[Work required] Which lines in the data below contain the string "leaf", with case counting? Copy each of them.

Coordinate annotation entries:
"""
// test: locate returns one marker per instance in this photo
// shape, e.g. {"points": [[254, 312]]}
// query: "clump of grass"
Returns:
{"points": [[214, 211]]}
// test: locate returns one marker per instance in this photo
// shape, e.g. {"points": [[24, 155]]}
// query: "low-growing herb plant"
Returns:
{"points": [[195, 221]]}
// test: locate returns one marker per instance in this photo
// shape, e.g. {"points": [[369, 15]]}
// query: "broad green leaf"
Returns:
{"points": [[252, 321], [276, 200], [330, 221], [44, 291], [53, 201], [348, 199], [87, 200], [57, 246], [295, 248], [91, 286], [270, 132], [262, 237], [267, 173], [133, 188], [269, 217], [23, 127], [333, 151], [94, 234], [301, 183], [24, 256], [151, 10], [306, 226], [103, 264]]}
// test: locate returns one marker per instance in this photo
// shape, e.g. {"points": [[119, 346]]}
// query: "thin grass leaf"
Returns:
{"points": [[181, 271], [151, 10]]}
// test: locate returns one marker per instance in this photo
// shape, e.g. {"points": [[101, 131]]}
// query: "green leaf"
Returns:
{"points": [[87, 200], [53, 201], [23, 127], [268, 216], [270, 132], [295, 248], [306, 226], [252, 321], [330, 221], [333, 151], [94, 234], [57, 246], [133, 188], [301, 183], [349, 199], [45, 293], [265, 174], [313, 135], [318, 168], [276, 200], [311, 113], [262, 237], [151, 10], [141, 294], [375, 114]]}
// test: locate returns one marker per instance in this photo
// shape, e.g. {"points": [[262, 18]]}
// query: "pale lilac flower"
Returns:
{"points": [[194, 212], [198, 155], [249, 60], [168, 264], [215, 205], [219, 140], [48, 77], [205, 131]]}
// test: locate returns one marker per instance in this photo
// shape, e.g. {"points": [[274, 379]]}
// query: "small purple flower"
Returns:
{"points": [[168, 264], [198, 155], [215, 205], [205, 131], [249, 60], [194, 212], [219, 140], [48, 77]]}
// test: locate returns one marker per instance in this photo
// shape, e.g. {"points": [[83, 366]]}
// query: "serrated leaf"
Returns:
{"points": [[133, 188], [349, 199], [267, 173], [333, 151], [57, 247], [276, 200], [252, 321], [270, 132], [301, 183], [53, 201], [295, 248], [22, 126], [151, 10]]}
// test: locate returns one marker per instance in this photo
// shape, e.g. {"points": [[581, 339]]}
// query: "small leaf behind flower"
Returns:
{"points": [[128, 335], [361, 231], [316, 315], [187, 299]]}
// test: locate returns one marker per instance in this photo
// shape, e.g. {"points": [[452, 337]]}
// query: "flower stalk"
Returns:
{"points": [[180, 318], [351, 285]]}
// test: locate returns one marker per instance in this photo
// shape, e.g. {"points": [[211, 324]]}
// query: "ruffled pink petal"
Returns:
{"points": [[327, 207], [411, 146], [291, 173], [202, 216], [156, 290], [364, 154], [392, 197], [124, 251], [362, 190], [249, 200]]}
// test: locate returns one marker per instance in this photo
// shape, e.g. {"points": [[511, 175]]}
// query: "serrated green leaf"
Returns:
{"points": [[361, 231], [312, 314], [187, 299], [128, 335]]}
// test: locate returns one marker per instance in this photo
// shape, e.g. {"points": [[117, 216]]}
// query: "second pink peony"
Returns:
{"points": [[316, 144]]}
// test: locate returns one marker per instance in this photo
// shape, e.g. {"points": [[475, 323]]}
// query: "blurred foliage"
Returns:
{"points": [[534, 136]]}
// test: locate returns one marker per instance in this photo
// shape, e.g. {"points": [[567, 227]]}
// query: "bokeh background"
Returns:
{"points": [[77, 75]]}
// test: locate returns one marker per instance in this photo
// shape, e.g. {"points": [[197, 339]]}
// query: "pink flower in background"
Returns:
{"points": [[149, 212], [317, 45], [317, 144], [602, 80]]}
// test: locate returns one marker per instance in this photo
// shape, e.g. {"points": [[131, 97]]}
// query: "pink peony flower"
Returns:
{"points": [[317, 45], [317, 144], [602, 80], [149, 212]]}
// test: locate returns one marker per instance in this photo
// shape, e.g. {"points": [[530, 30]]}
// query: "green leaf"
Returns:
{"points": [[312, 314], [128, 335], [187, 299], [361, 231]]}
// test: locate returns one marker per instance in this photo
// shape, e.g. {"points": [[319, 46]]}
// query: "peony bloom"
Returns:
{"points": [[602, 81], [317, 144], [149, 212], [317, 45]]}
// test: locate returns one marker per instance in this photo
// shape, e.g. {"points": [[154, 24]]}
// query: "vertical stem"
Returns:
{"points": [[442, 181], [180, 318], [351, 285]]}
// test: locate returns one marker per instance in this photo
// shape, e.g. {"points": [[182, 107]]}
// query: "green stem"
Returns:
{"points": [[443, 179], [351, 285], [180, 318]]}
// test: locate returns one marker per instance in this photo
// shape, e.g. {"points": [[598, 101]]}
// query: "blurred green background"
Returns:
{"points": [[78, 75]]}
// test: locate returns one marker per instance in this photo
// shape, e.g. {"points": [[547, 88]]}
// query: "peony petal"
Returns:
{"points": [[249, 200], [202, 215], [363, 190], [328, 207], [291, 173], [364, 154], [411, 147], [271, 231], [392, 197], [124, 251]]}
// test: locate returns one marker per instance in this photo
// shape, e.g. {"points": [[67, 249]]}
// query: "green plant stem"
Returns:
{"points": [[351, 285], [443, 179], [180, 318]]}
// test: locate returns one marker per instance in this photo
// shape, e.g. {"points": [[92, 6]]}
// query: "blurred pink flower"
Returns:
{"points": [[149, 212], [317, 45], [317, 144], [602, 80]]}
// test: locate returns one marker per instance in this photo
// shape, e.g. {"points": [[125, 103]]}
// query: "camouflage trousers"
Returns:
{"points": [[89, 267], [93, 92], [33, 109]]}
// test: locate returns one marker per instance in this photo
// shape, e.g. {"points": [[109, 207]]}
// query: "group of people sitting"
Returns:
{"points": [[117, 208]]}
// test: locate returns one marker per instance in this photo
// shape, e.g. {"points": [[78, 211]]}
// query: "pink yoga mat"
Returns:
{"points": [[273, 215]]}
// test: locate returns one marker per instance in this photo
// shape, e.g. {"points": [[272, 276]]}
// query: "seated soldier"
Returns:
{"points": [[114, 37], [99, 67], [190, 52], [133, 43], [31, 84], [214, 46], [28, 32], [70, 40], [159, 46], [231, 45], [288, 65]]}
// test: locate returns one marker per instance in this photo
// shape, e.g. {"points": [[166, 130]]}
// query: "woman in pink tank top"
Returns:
"""
[The completed task]
// query: "broad green leaf"
// query: "thin grass leaf"
// query: "green leaf"
// query: "serrated leaf"
// query: "small leaf behind flower"
// query: "serrated green leaf"
// query: "green leaf"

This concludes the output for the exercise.